Start of Block

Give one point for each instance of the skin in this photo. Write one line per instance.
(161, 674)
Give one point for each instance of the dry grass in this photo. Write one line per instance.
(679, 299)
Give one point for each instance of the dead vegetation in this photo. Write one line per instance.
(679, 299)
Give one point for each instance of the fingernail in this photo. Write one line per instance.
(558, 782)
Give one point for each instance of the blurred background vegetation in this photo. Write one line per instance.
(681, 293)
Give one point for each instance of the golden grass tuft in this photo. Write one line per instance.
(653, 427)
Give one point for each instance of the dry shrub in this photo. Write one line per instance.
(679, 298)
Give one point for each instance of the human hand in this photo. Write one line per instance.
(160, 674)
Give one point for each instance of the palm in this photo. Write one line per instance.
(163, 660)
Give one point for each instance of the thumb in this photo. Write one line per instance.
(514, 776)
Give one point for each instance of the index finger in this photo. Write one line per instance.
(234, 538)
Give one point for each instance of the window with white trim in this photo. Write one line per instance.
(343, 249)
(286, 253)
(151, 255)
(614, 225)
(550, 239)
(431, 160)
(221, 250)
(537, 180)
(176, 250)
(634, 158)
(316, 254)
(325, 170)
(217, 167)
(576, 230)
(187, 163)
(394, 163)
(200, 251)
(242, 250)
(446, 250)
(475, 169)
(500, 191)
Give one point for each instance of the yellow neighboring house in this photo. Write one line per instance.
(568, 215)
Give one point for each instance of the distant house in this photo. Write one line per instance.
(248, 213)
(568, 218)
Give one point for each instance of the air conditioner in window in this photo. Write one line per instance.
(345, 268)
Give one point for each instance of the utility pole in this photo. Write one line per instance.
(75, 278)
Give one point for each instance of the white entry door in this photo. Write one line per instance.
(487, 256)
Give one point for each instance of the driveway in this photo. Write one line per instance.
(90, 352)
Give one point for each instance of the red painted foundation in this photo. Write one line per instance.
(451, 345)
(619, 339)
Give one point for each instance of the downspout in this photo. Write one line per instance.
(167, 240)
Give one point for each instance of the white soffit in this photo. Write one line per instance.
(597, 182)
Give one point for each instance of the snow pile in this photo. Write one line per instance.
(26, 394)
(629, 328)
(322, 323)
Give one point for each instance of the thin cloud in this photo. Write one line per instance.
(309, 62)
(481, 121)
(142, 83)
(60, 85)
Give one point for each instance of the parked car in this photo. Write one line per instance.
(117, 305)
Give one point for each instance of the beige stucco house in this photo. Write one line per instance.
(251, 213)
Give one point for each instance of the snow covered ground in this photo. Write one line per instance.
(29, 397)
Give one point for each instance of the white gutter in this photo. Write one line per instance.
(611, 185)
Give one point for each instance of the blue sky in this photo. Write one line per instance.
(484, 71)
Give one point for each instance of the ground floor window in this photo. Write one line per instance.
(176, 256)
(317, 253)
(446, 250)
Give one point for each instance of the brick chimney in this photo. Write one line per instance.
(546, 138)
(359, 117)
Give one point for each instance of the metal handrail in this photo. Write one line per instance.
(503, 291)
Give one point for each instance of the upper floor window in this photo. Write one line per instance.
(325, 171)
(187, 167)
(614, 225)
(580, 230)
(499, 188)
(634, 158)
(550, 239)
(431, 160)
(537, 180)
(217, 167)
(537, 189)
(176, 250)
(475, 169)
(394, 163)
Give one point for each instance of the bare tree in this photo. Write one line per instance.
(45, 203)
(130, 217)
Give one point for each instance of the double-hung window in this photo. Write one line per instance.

End of Block

• GOAL OF THE EXERCISE:
Set down the whole of the material, exactly.

• SOLVED PROBLEM:
Give one point for each instance of the skin in this photo. Write one line per instance.
(161, 674)
Give one point for each instance of the dry grass in this photo. Write one line per instance.
(679, 299)
Give one point for each instance of the dead vegetation in this photo. Write one line per instance.
(679, 299)
Give one point for each instance of the fingernail in this photo. Write one line per instance.
(558, 782)
Give one point for each instance of the blurred background vegetation in this photo. Write one line per instance.
(681, 293)
Give one point for each instance of the golden grass tuft in this photo. Write one line per instance.
(653, 427)
Give one point for each instance of the dry shrub in this photo. Write one line per instance.
(679, 298)
Give one point for each instance of the human hand in this photo. Write one line per instance.
(160, 674)
Give one point for each instance of the palm in this photo. Write one line per instance.
(163, 660)
Give one point for each instance of the thumb in this photo. Write one line per instance.
(514, 776)
Give one point for each instance of the index finger in this photo. Write one line per instance.
(234, 538)
Give one point for each instance of the window with white trim in this photo. Write one line per instance.
(343, 249)
(286, 253)
(151, 255)
(614, 225)
(550, 239)
(431, 160)
(221, 250)
(537, 180)
(176, 250)
(634, 158)
(316, 254)
(325, 170)
(217, 167)
(576, 230)
(187, 163)
(394, 163)
(200, 251)
(242, 250)
(446, 250)
(475, 169)
(500, 191)
Give one point for each instance of the yellow neighboring house in this photo. Write one line per instance.
(568, 215)
Give one point for each instance of the distant house in this photo. Write one line per instance.
(248, 213)
(568, 218)
Give one point for each instance of the air conditioner in window in this photo. Write one line per instance.
(345, 268)
Give one point for each instance of the utility pole in this photo. Write one line per instance.
(75, 278)
Give one point for each instance of the white entry door in this photo. Write one line per instance.
(487, 256)
Give one point for each instance of the driveway in this photo. Write one line per instance.
(90, 352)
Give one point for each instance of the red painted foundation in this photo. Write one line per instance.
(451, 345)
(619, 339)
Give one point for each instance of the downspout in this photo. Write one line per instance.
(167, 240)
Give one point for each instance of the white soffit in this photo. Write one line per instance.
(597, 182)
Give one point for each instance of the snow pile in this photo. Write one line per instance.
(26, 394)
(629, 328)
(322, 323)
Give one point for each instance of the thin cloud in this photo. Write one line per instance.
(309, 62)
(481, 121)
(142, 83)
(60, 85)
Give one point for each instance of the parked car in this photo. Write one line per instance.
(117, 305)
Give one point for each instance of the beige stucco house in this photo. Write one line per instance.
(251, 213)
Give one point for each instance of the snow covered ground in this photo. Write one line per instance.
(29, 397)
Give one point for each instance of the white gutter in this photo. Write one line per instance.
(611, 185)
Give one point for each instance of the blue sky in this photo. Write one line per instance.
(484, 71)
Give one point for each instance of the ground floor window in this photo. Write one line per instance.
(176, 256)
(317, 253)
(446, 250)
Give one point for each instance of the brick chimney in this photo. Write one line per instance.
(546, 138)
(359, 117)
Give one point for each instance of the metal handrail in this photo. Write one line per instance.
(503, 291)
Give one point for each instance of the upper floor window in this photo. Write one line per instance.
(325, 171)
(187, 167)
(614, 225)
(580, 230)
(499, 188)
(634, 158)
(550, 239)
(431, 160)
(537, 180)
(217, 167)
(537, 189)
(176, 250)
(475, 169)
(394, 163)
Give one point for each instance of the bare tree in this photo. Write one line per instance.
(45, 203)
(130, 217)
Give one point for each instance of the double-hung window in this photo. Write one line per instance.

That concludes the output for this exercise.